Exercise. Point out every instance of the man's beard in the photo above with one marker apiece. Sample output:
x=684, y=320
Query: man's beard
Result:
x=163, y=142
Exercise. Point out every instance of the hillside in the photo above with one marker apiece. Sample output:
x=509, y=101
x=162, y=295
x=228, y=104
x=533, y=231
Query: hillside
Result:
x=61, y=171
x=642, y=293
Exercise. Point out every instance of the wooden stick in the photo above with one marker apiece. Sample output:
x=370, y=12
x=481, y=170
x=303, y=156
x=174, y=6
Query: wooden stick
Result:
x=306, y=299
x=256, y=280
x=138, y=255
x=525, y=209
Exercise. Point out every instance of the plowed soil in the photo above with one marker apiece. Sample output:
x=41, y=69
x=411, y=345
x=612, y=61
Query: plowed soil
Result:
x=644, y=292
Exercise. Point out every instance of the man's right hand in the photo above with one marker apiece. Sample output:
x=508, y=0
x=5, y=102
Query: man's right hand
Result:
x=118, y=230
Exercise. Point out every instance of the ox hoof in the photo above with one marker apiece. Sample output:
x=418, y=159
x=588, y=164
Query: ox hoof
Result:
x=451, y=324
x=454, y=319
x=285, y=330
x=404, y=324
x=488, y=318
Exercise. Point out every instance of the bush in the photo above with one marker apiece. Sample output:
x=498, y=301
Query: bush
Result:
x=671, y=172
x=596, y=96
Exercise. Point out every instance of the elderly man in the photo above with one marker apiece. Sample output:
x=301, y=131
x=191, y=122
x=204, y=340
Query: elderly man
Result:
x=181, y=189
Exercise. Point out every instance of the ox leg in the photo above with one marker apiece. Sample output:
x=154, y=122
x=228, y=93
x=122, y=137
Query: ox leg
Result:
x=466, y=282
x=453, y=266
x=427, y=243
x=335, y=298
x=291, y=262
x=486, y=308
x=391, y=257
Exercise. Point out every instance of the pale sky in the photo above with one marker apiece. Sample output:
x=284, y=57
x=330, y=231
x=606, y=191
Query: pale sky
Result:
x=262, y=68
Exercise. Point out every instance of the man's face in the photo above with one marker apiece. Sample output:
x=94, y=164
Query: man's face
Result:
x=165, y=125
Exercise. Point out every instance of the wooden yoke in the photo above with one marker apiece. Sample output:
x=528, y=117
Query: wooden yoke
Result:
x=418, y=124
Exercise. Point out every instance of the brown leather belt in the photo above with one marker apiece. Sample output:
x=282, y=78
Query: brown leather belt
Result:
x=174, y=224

--- Exercise ---
Rewrite the records from the line with "Exercise. Point out every instance of the wooden stick" to the line with "x=262, y=68", both included, and leave every line unchanged except the answer coordinates. Multiply each of those coordinates by 0.75 and round to a whole number, with halves rounded up.

--- Output of the task ---
Exercise. Point out every instance of the wooden stick in the photo above with one marker apiece. Sample output:
x=370, y=12
x=481, y=170
x=303, y=156
x=174, y=6
Query: wooden stick
Result:
x=230, y=224
x=192, y=210
x=104, y=191
x=394, y=157
Exercise. Point out every instance of the plowed soil in the photo above with one marker apiece. Sample output:
x=41, y=69
x=411, y=345
x=612, y=61
Query: plowed soil
Result:
x=483, y=219
Exercise. Point out every instance of the man's right hand in the photo above with one marker apiece. Sample output:
x=508, y=0
x=5, y=102
Query: man's right hand
Result:
x=89, y=173
Exercise. Point out every instance of the ox hoof in the photo above with one marker apiece. Sample output:
x=418, y=159
x=588, y=164
Query: ox hoof
Result:
x=338, y=243
x=341, y=239
x=214, y=248
x=303, y=243
x=366, y=239
Exercise. Point out every instance of the bush in the photo above with one marker apiece. Sample output:
x=498, y=301
Query: bush
Result:
x=503, y=129
x=447, y=72
Exercise. Point out every instance of the elderly man in the photo above with one marker apiece. Sample output:
x=301, y=131
x=191, y=122
x=204, y=340
Query: elderly man
Result:
x=136, y=142
Exercise. Point out every instance of the ox leg in the photo above with one marker apiece. Sample output:
x=154, y=122
x=228, y=93
x=122, y=137
Query: ox leg
Result:
x=350, y=212
x=340, y=200
x=320, y=182
x=251, y=224
x=218, y=197
x=365, y=231
x=293, y=193
Exercise. Point out every instance of the pale sky in the photo above with one marker apiece. Sample output:
x=284, y=57
x=330, y=231
x=606, y=191
Query: pale sky
Result:
x=197, y=51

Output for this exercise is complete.